• _EXERCISE OBJECTIVE_
Update the items below by changing each "trail-camera wildlife monitoring system" to "street-level vehicle inspection system". Leave everything else as it is.

• _PROVIDED RECORDS_
--- BEGIN ---

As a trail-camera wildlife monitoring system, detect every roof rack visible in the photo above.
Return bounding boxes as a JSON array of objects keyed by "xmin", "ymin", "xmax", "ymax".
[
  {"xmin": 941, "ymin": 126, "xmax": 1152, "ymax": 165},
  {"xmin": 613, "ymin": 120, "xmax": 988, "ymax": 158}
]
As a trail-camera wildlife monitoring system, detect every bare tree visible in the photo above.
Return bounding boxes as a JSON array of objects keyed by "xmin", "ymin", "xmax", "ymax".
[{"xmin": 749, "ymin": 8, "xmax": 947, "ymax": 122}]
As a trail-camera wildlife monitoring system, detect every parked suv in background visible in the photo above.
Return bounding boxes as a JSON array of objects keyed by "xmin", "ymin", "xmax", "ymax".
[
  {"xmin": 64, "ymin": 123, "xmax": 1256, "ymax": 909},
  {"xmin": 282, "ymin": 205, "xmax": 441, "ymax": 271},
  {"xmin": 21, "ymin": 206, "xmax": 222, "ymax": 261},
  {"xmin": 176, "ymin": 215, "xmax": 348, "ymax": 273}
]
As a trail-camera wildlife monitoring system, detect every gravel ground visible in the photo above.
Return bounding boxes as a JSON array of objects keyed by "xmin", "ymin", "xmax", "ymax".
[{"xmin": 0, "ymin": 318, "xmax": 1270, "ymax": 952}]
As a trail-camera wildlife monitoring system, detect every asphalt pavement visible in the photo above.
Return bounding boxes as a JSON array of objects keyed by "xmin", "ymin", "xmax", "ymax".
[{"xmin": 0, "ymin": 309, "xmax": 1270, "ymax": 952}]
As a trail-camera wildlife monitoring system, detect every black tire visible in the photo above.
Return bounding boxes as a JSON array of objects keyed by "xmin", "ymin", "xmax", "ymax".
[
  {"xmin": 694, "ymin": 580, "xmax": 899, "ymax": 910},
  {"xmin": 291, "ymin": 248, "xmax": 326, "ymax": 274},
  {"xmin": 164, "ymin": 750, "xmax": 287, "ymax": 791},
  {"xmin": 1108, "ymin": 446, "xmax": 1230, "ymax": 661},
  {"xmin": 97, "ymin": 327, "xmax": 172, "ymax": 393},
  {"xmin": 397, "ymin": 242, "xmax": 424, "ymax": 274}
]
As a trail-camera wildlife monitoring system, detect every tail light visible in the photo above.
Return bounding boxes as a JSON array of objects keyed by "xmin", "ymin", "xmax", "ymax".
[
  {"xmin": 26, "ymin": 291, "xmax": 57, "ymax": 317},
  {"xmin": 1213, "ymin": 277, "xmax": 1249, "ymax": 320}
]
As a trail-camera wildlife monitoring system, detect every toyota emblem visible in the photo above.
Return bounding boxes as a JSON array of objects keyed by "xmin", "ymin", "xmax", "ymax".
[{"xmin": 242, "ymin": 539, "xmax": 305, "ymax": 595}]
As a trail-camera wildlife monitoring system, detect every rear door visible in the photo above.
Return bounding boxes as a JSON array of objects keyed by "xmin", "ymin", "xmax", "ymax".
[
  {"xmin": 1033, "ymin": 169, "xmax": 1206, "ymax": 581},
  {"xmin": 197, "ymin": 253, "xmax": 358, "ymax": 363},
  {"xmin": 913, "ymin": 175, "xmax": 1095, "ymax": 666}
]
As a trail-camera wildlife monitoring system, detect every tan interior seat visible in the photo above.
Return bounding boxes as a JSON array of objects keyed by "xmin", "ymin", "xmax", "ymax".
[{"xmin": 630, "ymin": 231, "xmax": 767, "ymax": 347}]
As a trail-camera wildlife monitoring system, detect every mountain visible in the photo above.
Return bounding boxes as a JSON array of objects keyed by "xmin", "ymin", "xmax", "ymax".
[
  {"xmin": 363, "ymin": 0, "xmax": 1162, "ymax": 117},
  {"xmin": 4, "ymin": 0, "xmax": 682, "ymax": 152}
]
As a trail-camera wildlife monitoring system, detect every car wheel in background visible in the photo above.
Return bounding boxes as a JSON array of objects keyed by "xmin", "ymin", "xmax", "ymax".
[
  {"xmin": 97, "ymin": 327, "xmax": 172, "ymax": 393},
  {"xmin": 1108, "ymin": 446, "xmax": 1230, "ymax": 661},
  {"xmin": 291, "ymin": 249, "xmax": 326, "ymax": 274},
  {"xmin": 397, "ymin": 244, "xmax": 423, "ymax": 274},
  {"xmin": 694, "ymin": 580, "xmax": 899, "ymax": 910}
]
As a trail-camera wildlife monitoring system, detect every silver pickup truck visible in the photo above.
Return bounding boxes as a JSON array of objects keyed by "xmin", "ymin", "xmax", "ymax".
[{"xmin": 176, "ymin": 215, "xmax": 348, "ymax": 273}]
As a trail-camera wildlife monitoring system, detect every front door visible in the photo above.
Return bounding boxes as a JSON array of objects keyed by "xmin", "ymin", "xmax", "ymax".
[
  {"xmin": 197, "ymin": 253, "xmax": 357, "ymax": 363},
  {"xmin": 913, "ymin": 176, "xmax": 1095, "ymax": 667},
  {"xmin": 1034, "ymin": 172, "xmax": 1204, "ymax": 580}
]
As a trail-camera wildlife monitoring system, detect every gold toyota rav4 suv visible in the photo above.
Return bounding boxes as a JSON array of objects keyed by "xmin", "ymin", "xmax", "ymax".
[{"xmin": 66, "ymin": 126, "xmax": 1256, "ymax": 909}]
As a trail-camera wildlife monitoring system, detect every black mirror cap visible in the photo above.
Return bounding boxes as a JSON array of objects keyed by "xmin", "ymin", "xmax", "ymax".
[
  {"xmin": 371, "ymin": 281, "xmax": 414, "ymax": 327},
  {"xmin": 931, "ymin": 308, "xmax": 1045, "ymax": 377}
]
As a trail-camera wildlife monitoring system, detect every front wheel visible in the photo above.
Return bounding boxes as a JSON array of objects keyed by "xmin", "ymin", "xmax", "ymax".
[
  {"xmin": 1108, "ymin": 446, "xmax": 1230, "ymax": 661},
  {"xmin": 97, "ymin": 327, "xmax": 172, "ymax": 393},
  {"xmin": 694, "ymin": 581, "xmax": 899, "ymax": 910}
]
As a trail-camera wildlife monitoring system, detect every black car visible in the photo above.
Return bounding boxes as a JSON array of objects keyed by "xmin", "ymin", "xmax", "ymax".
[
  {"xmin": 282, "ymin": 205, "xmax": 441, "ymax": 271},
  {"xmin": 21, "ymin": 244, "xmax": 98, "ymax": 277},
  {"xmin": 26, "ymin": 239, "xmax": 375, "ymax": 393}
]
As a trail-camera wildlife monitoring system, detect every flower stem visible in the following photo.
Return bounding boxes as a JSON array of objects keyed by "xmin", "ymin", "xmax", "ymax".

--- END ---

• _ANSWER TO THE PROBLEM_
As a street-level vehicle inspection system, detect every roof rack visible in the photo above.
Return bounding boxes as a JSON array of objects keyed by "xmin", "ymin", "xmax", "ymax".
[
  {"xmin": 941, "ymin": 126, "xmax": 1152, "ymax": 165},
  {"xmin": 613, "ymin": 120, "xmax": 988, "ymax": 158}
]
As a street-level vehicle inspection system, detect every bare tree visible in the photo above.
Return bounding boxes as a JSON array of objects keyed by "xmin", "ymin", "xmax", "ymax".
[{"xmin": 749, "ymin": 8, "xmax": 947, "ymax": 122}]
As a street-level vehicle inspection system, detect every parked suv in background visible in the photo above.
Return bounding boxes as a JSON array of objects keyed by "xmin", "ymin", "xmax", "ymax".
[
  {"xmin": 64, "ymin": 123, "xmax": 1256, "ymax": 909},
  {"xmin": 282, "ymin": 205, "xmax": 441, "ymax": 271},
  {"xmin": 21, "ymin": 206, "xmax": 222, "ymax": 261},
  {"xmin": 176, "ymin": 215, "xmax": 348, "ymax": 273}
]
As a street-level vehicle inspection system, detect every gravel ground visible in the photo above.
Return bounding boxes as a JSON array of objects keyed by "xmin", "ymin", "xmax", "ymax".
[{"xmin": 0, "ymin": 318, "xmax": 1270, "ymax": 952}]
As a street-level vehicle inspection system, detect every asphalt pavement visible in the photo above.
Return bounding boxes as a JSON array of objects keyed by "xmin", "ymin", "xmax", "ymax".
[{"xmin": 0, "ymin": 309, "xmax": 1270, "ymax": 952}]
As a street-level vehicle inspection system, detect every black tire visible in the photo above.
Return bounding boxes as a JSON array of objects keyed by "xmin", "ymin", "xmax", "ymax".
[
  {"xmin": 694, "ymin": 580, "xmax": 899, "ymax": 910},
  {"xmin": 291, "ymin": 248, "xmax": 326, "ymax": 274},
  {"xmin": 164, "ymin": 750, "xmax": 287, "ymax": 791},
  {"xmin": 1108, "ymin": 446, "xmax": 1230, "ymax": 661},
  {"xmin": 97, "ymin": 327, "xmax": 172, "ymax": 393},
  {"xmin": 397, "ymin": 242, "xmax": 424, "ymax": 274}
]
As a street-level vehicle inspection system, detect every tail light visible in the photo above.
Return bounding boxes as a JSON array of objects keyed by "xmin", "ymin", "xmax", "ymax".
[
  {"xmin": 26, "ymin": 291, "xmax": 57, "ymax": 317},
  {"xmin": 1213, "ymin": 277, "xmax": 1249, "ymax": 320}
]
As a street-level vehicle inspection system, detect every toyota emblem visible in the photo above.
Return bounding boxes as a JSON array of objects keyed by "xmin", "ymin", "xmax", "ymax".
[{"xmin": 242, "ymin": 539, "xmax": 305, "ymax": 595}]
As a street-level vehicle inspection system, detect every rear door visible in the photo above.
Return bounding boxes as a JSON array of objects keyed by "xmin", "ymin", "xmax", "ymax".
[
  {"xmin": 1033, "ymin": 169, "xmax": 1206, "ymax": 581},
  {"xmin": 197, "ymin": 253, "xmax": 358, "ymax": 363},
  {"xmin": 913, "ymin": 175, "xmax": 1095, "ymax": 666}
]
As a street-level vehicle inspection system, detect every tan interior seat visible in the photo above.
Return bounding boxes as a JSON array of objects keyed by "xmin", "ymin", "xmax", "ymax".
[{"xmin": 630, "ymin": 231, "xmax": 767, "ymax": 347}]
As a street-level vehicle inspection system, detect every mountain visible in the photo above.
Return bounding boxes as a JSON array of objects keyed by "xmin", "ymin", "xmax", "ymax".
[
  {"xmin": 363, "ymin": 0, "xmax": 1162, "ymax": 117},
  {"xmin": 4, "ymin": 0, "xmax": 682, "ymax": 152}
]
As a street-level vehicle inspection system, detect every car wheel in background visible in the photo above.
Return bounding boxes as a JSON array of objects keyed by "xmin", "ymin", "xmax", "ymax".
[
  {"xmin": 97, "ymin": 327, "xmax": 172, "ymax": 393},
  {"xmin": 1108, "ymin": 446, "xmax": 1230, "ymax": 661},
  {"xmin": 291, "ymin": 249, "xmax": 326, "ymax": 274},
  {"xmin": 397, "ymin": 244, "xmax": 423, "ymax": 274},
  {"xmin": 694, "ymin": 580, "xmax": 899, "ymax": 910}
]
As a street-level vehicle inspection system, detect every silver pickup truck visible in the photo above.
Return bounding boxes as a JSON array of objects keyed by "xmin", "ymin", "xmax", "ymax".
[{"xmin": 176, "ymin": 215, "xmax": 348, "ymax": 273}]
As a street-level vehicle inspection system, detect every front door visible in the photo above.
Return bounding boxes as a JSON array of objects keyed by "xmin", "ymin", "xmax", "ymax".
[
  {"xmin": 197, "ymin": 253, "xmax": 357, "ymax": 363},
  {"xmin": 913, "ymin": 176, "xmax": 1095, "ymax": 667},
  {"xmin": 1034, "ymin": 172, "xmax": 1204, "ymax": 580}
]
As a street-level vehicle inspection system, detect every gold toyota rav4 suv visible in the photo above.
Return bounding boxes as a JSON array of objects keyed by "xmin", "ymin", "xmax", "ymax".
[{"xmin": 66, "ymin": 126, "xmax": 1256, "ymax": 909}]
As a street-level vehicle inspection system, detect every black mirror cap visible in the photo above.
Return bounding boxes as a JSON array of objects keyed by "xmin", "ymin", "xmax", "ymax".
[
  {"xmin": 371, "ymin": 281, "xmax": 414, "ymax": 327},
  {"xmin": 931, "ymin": 308, "xmax": 1045, "ymax": 377}
]
As a street-level vehicle inspection system, detect every front wheel visible in the photo above.
Return bounding boxes as a JSON array of objects keyed by "xmin", "ymin", "xmax", "ymax".
[
  {"xmin": 1108, "ymin": 446, "xmax": 1230, "ymax": 661},
  {"xmin": 97, "ymin": 327, "xmax": 172, "ymax": 393},
  {"xmin": 694, "ymin": 581, "xmax": 899, "ymax": 910}
]
As a street-level vehicle inspection system, detect every black car visible in the photo above.
Return bounding boxes as a JSON array of objects keyed by "xmin", "ymin", "xmax", "ymax".
[
  {"xmin": 282, "ymin": 205, "xmax": 441, "ymax": 271},
  {"xmin": 21, "ymin": 244, "xmax": 98, "ymax": 277},
  {"xmin": 26, "ymin": 239, "xmax": 375, "ymax": 393}
]
As a street-level vehicle inspection system, detect every flower stem visible in the following photo.
Return bounding boxes as a JSON array of objects keyed by "xmin", "ymin", "xmax", "ymax".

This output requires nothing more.